▸ **Your task**: Turn every line of the records below into a JSON array of strings, one string per line. Skip blank lines and leave out the pictures.

........

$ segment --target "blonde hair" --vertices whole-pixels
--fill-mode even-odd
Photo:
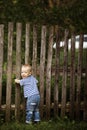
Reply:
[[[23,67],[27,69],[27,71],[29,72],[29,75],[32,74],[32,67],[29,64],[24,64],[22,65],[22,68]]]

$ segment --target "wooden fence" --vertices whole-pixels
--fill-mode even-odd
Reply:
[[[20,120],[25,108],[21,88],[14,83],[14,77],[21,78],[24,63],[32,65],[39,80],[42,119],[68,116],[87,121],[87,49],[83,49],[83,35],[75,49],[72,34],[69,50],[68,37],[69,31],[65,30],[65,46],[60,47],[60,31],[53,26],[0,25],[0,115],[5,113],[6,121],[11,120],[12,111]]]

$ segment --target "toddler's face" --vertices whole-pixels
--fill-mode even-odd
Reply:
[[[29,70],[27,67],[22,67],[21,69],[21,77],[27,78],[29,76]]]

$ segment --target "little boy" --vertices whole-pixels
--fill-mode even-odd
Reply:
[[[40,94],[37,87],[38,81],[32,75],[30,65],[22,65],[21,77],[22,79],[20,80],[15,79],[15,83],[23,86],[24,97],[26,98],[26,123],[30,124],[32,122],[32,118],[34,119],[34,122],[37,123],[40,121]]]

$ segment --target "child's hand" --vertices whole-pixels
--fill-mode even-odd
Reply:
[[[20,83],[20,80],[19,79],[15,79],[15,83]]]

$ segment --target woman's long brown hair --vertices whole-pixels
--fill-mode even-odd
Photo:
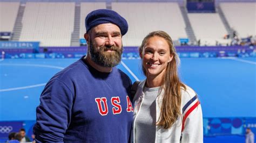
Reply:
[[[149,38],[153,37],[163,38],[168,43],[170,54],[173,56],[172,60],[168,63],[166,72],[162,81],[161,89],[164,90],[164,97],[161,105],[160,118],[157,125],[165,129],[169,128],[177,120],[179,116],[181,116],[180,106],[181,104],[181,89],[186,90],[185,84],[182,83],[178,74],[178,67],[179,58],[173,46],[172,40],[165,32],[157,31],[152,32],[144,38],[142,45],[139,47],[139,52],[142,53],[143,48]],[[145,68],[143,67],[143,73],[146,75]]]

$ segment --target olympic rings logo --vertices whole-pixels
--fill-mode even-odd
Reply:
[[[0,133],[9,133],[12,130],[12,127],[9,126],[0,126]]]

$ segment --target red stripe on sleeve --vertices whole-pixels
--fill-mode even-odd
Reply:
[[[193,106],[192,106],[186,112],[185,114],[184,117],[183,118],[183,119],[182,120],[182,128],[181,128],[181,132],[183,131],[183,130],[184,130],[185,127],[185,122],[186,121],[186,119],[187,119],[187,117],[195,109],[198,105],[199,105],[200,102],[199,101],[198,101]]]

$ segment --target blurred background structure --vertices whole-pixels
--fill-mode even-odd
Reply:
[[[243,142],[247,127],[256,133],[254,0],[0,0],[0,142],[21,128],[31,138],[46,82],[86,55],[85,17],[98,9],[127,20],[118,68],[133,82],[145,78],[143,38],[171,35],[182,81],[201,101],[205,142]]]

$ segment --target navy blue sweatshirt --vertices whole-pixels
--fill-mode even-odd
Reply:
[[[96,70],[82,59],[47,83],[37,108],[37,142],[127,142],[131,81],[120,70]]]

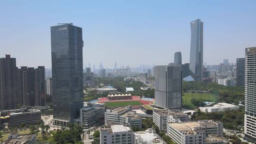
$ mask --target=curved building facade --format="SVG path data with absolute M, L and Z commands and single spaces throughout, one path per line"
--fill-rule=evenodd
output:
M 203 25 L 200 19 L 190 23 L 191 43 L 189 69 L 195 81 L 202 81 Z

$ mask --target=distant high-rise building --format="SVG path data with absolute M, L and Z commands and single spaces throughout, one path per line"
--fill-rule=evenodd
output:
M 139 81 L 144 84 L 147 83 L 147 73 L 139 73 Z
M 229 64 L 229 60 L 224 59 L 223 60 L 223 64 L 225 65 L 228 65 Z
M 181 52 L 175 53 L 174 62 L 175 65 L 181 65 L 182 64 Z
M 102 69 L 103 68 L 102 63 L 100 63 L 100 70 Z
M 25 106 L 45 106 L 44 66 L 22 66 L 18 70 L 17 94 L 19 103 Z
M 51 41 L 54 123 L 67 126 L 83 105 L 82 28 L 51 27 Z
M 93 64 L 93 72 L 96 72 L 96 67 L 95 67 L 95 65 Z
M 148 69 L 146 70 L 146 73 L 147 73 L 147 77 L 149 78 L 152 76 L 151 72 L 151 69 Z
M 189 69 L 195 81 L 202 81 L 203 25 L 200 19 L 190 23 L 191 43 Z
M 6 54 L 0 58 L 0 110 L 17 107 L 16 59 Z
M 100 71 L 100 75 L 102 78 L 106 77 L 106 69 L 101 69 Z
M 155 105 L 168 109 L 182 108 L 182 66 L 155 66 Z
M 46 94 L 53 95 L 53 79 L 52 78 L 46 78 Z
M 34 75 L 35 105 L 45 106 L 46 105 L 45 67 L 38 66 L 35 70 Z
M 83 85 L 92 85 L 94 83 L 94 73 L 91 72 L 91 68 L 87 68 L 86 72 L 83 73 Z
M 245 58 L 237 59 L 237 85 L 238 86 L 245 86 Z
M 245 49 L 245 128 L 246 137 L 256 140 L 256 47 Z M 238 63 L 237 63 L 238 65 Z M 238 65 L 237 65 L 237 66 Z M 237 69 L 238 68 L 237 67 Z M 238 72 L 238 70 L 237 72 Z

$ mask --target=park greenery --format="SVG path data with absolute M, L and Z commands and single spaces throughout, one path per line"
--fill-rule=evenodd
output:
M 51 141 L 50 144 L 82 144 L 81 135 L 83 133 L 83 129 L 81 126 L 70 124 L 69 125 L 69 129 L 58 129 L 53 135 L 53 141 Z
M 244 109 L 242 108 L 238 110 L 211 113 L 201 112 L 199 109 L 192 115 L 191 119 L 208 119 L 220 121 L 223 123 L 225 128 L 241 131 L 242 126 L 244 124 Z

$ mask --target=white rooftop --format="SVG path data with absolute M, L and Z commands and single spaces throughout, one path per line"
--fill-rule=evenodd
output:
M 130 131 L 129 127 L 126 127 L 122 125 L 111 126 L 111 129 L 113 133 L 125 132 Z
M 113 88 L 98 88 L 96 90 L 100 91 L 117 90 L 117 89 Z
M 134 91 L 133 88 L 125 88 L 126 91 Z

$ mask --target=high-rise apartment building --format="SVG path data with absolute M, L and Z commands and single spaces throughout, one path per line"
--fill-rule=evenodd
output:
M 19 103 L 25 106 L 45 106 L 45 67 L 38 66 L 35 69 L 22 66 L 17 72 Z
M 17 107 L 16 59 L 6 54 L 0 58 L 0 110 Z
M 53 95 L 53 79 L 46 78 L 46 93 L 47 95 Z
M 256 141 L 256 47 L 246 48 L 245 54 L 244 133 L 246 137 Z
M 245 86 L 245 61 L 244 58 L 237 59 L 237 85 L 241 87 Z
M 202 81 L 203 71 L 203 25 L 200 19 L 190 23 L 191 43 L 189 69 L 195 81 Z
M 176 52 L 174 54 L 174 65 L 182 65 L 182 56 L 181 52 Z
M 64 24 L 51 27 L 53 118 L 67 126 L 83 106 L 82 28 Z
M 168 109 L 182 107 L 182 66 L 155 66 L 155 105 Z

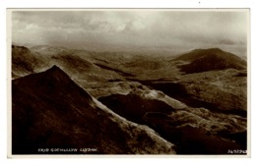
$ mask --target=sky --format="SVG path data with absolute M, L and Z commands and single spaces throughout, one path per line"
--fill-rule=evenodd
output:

........

▸ **Task response**:
[
  "$ segment --target \"blonde hair\" --vertices whole-pixels",
  "--fill-mode even-odd",
  "Photo:",
  "Reply:",
  "[[[23,67],[27,69],[27,71],[29,72],[29,75],[32,74],[32,67],[29,64],[24,64],[22,65],[22,68]]]",
  "$ segment --target \"wooden fence\" --vertices whole-pixels",
  "--fill-mode even-odd",
  "Reply:",
  "[[[20,120],[25,108],[21,88],[14,83],[14,77],[21,78],[24,63],[32,65],[39,80],[42,119],[68,116],[87,121],[87,49],[83,49],[83,35],[75,49],[72,34],[69,50],[68,37],[69,31],[65,30],[65,46],[60,47],[60,31],[53,26],[0,25],[0,115],[5,113],[6,121],[11,120],[12,111]]]",
  "$ segment --target \"toddler's face\" --vertices whole-pixels",
  "--fill-mode even-odd",
  "Reply:",
  "[[[29,70],[27,67],[22,67],[21,69],[21,77],[27,78],[29,76]]]",
  "$ segment --target \"little boy\" --vertices whole-pixels",
  "--fill-mode even-odd",
  "Reply:",
  "[[[40,94],[37,87],[38,81],[32,75],[30,65],[22,65],[21,77],[22,79],[20,80],[15,79],[15,83],[23,86],[24,97],[26,98],[26,123],[30,124],[32,122],[32,118],[34,119],[34,122],[37,123],[40,121]]]",
  "$ segment --target \"child's hand\" --vertices whole-pixels",
  "--fill-mode even-odd",
  "Reply:",
  "[[[20,83],[20,80],[19,79],[15,79],[15,83]]]",
  "$ segment --target woman's long brown hair --vertices whole-pixels",
  "--fill-mode even-odd",
  "Photo:",
  "Reply:",
  "[[[149,38],[153,37],[163,38],[168,43],[170,54],[173,56],[172,60],[168,63],[166,72],[162,81],[161,89],[164,90],[164,97],[161,105],[160,118],[157,125],[165,129],[169,128],[177,120],[179,116],[181,116],[180,106],[181,104],[181,89],[186,90],[185,84],[182,83],[178,74],[178,67],[179,58],[173,46],[172,40],[165,32],[157,31],[152,32],[144,38],[142,45],[139,47],[139,52],[142,53],[143,48]],[[145,68],[143,67],[143,73],[146,75]]]",
  "$ segment --target olympic rings logo --vertices whole-pixels",
  "--fill-mode even-odd",
  "Reply:",
  "[[[0,133],[9,133],[12,130],[12,127],[9,126],[0,126]]]",
  "$ segment --target red stripe on sleeve --vertices whole-pixels",
  "--fill-mode even-odd",
  "Reply:",
  "[[[193,106],[192,106],[186,112],[185,114],[184,117],[183,118],[183,119],[182,120],[182,128],[181,128],[181,132],[183,131],[183,130],[184,130],[185,127],[185,122],[186,121],[186,119],[187,119],[187,117],[195,109],[198,105],[199,105],[200,102],[199,101],[198,101]]]",
  "$ segment --target blurred background structure --vertices whole-pixels",
  "--fill-mode even-odd",
  "Reply:",
  "[[[243,142],[247,127],[256,133],[254,0],[0,0],[0,142],[21,128],[31,138],[46,82],[86,55],[85,17],[98,9],[127,20],[118,68],[133,82],[145,78],[143,38],[171,35],[182,81],[201,101],[205,142]]]",
  "$ segment --target navy blue sweatshirt --vertices whole-pixels",
  "--fill-mode even-odd",
  "Reply:",
  "[[[96,70],[82,59],[47,83],[37,108],[37,142],[127,142],[131,81],[120,70]]]",
  "$ mask --target=curved building facade --format=\"SVG path data with absolute M, L and Z commands and single spaces throughout, one path per line\"",
  "--fill-rule=evenodd",
  "output:",
  "M 203 25 L 200 19 L 190 23 L 191 43 L 189 69 L 195 81 L 202 81 Z",
  "$ mask --target=distant high-rise building --format=\"SVG path data with absolute M, L and Z commands and single spaces throughout, one path per line\"",
  "--fill-rule=evenodd",
  "output:",
  "M 139 81 L 144 84 L 147 83 L 147 73 L 139 73 Z",
  "M 229 64 L 229 60 L 224 59 L 223 60 L 223 64 L 225 65 L 228 65 Z",
  "M 181 52 L 175 53 L 174 62 L 175 65 L 181 65 L 182 64 Z",
  "M 102 69 L 103 68 L 102 63 L 100 63 L 100 70 Z",
  "M 25 106 L 45 106 L 44 66 L 22 66 L 18 70 L 17 94 L 19 103 Z",
  "M 51 41 L 54 123 L 67 126 L 83 105 L 82 28 L 51 27 Z",
  "M 93 64 L 93 72 L 96 72 L 96 67 L 95 67 L 95 65 Z",
  "M 148 69 L 146 70 L 146 73 L 147 73 L 147 77 L 149 78 L 152 76 L 151 72 L 151 69 Z",
  "M 189 69 L 195 81 L 202 81 L 203 25 L 200 19 L 190 23 L 191 43 Z",
  "M 6 54 L 0 58 L 0 110 L 17 107 L 16 59 Z",
  "M 100 71 L 100 75 L 102 78 L 106 77 L 106 69 L 101 69 Z",
  "M 155 105 L 168 109 L 182 108 L 182 66 L 155 66 Z",
  "M 46 94 L 53 95 L 53 79 L 52 78 L 46 78 Z",
  "M 34 75 L 35 105 L 45 106 L 46 105 L 45 67 L 38 66 L 35 70 Z",
  "M 83 85 L 92 85 L 94 83 L 94 73 L 91 72 L 91 68 L 87 68 L 86 72 L 83 73 Z",
  "M 245 58 L 237 59 L 237 85 L 238 86 L 245 86 Z",
  "M 245 49 L 245 128 L 246 137 L 256 140 L 256 47 Z M 238 63 L 237 63 L 238 65 Z M 238 65 L 237 65 L 237 66 Z M 237 69 L 238 68 L 237 67 Z M 238 72 L 238 70 L 237 72 Z",
  "$ mask --target=park greenery --format=\"SVG path data with absolute M, L and Z commands and single spaces throughout, one path per line\"",
  "--fill-rule=evenodd",
  "output:",
  "M 51 141 L 50 144 L 82 144 L 81 135 L 83 133 L 83 129 L 81 126 L 70 124 L 69 125 L 69 129 L 58 129 L 53 135 L 53 141 Z",
  "M 244 109 L 242 108 L 238 110 L 211 113 L 201 112 L 199 109 L 192 115 L 191 119 L 208 119 L 220 121 L 223 123 L 225 128 L 241 131 L 242 126 L 244 124 Z",
  "$ mask --target=white rooftop --format=\"SVG path data with absolute M, L and Z commands and single spaces throughout, one path per line\"",
  "--fill-rule=evenodd",
  "output:",
  "M 130 131 L 129 127 L 126 127 L 122 125 L 111 126 L 111 129 L 113 133 L 125 132 Z",
  "M 113 88 L 98 88 L 96 90 L 100 91 L 117 90 L 117 89 Z",
  "M 134 91 L 133 88 L 125 88 L 126 91 Z",
  "$ mask --target=high-rise apartment building --format=\"SVG path data with absolute M, L and Z commands and single spaces throughout, one path per line\"",
  "--fill-rule=evenodd",
  "output:",
  "M 19 103 L 25 106 L 45 106 L 45 67 L 38 66 L 35 69 L 22 66 L 17 72 Z",
  "M 17 107 L 16 59 L 6 54 L 0 58 L 0 110 Z",
  "M 53 95 L 53 79 L 46 78 L 46 93 L 47 95 Z",
  "M 256 141 L 256 47 L 246 48 L 245 54 L 244 133 L 246 137 Z",
  "M 245 86 L 245 61 L 244 58 L 237 59 L 237 85 L 241 87 Z",
  "M 202 81 L 203 71 L 203 25 L 200 19 L 190 23 L 191 43 L 189 69 L 195 81 Z",
  "M 176 52 L 174 54 L 174 65 L 182 65 L 182 56 L 181 52 Z",
  "M 64 24 L 51 27 L 53 118 L 67 126 L 83 106 L 82 28 Z",
  "M 168 109 L 182 107 L 182 66 L 155 66 L 155 105 Z",
  "$ mask --target=sky --format=\"SVG path data with absolute M, L and Z commands and single spaces throughout, one path per line\"",
  "--fill-rule=evenodd",
  "output:"
]